- **Problem statement**: Find the lines in the records below that contain "glass", and report each of them.

- **Data shown**:

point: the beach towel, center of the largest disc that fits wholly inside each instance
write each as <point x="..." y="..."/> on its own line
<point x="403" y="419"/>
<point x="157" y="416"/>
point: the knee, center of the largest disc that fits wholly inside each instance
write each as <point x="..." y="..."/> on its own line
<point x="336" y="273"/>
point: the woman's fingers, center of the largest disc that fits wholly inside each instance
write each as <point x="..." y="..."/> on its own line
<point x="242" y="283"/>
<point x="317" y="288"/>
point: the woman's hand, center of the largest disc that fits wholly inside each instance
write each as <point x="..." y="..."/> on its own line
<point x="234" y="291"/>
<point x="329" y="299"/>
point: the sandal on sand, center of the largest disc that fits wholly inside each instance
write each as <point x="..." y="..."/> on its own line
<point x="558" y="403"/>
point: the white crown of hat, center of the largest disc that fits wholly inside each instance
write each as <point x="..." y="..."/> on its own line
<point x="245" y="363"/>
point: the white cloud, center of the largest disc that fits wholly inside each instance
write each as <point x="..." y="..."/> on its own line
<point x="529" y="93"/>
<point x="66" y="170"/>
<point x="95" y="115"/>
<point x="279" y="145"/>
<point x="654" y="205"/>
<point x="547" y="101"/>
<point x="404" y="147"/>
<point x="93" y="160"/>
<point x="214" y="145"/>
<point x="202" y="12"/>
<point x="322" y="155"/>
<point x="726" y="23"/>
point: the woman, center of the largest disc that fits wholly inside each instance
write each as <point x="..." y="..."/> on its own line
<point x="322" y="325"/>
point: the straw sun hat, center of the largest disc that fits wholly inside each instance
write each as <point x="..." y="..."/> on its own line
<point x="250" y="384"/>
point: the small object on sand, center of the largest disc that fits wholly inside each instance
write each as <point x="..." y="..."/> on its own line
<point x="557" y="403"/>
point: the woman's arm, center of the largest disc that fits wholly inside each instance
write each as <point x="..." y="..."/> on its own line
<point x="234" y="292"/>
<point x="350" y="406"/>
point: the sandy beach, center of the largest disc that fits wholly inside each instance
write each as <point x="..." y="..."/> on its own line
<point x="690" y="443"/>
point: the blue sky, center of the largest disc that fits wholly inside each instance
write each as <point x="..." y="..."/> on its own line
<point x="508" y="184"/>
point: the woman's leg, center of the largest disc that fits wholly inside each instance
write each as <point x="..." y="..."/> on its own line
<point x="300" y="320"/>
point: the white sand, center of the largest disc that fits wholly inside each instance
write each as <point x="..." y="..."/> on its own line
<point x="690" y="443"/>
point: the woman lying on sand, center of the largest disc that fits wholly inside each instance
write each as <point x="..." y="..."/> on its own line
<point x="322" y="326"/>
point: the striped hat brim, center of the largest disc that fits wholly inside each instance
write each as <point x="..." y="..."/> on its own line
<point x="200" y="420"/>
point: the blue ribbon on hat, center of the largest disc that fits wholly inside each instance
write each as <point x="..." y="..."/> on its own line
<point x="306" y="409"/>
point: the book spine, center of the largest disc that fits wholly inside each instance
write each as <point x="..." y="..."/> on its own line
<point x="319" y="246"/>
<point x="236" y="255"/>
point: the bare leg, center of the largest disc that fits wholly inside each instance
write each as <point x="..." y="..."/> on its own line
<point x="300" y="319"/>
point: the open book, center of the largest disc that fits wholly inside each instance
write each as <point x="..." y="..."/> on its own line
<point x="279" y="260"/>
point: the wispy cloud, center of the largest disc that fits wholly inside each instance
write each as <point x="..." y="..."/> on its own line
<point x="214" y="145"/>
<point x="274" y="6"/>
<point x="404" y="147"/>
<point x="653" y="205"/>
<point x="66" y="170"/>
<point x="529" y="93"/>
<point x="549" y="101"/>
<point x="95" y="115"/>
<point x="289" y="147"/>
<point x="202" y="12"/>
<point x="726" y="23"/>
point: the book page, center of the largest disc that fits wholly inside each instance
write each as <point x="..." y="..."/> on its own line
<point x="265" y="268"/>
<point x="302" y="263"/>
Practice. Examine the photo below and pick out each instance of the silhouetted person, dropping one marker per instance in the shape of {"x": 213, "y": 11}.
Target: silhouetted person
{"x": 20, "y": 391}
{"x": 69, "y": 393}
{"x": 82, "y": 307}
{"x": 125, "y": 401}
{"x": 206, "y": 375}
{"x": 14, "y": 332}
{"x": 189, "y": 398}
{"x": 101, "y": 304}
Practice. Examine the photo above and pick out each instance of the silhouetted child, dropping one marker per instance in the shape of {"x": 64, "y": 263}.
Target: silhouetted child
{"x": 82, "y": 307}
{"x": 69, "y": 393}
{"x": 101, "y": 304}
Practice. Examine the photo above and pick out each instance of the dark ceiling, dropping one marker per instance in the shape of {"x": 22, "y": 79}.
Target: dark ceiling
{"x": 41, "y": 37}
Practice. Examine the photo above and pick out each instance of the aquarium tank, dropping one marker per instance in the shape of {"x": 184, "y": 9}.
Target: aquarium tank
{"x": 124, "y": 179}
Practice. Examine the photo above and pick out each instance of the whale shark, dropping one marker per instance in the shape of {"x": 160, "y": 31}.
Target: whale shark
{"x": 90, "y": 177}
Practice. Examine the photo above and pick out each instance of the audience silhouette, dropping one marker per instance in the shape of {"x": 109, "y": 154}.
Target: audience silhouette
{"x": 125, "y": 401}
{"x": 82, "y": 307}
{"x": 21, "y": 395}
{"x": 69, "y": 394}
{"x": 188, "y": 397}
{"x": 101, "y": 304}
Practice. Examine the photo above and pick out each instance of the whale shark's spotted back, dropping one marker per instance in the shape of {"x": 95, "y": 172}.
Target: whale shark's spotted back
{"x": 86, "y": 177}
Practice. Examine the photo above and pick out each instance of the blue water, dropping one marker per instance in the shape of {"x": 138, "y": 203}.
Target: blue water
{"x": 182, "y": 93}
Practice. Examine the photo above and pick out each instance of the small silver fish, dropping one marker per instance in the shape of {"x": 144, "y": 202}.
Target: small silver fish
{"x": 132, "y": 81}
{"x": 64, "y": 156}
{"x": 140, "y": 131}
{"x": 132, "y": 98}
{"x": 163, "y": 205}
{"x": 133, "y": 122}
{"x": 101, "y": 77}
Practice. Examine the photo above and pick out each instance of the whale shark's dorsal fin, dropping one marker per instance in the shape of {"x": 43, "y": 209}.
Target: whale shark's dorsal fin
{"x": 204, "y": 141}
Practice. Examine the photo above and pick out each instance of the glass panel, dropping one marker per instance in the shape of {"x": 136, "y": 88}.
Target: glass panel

- **Answer space**:
Practice. Examine the photo above and pick out each instance of the glass panel, dropping one marker per instance in the shape of {"x": 136, "y": 88}.
Target: glass panel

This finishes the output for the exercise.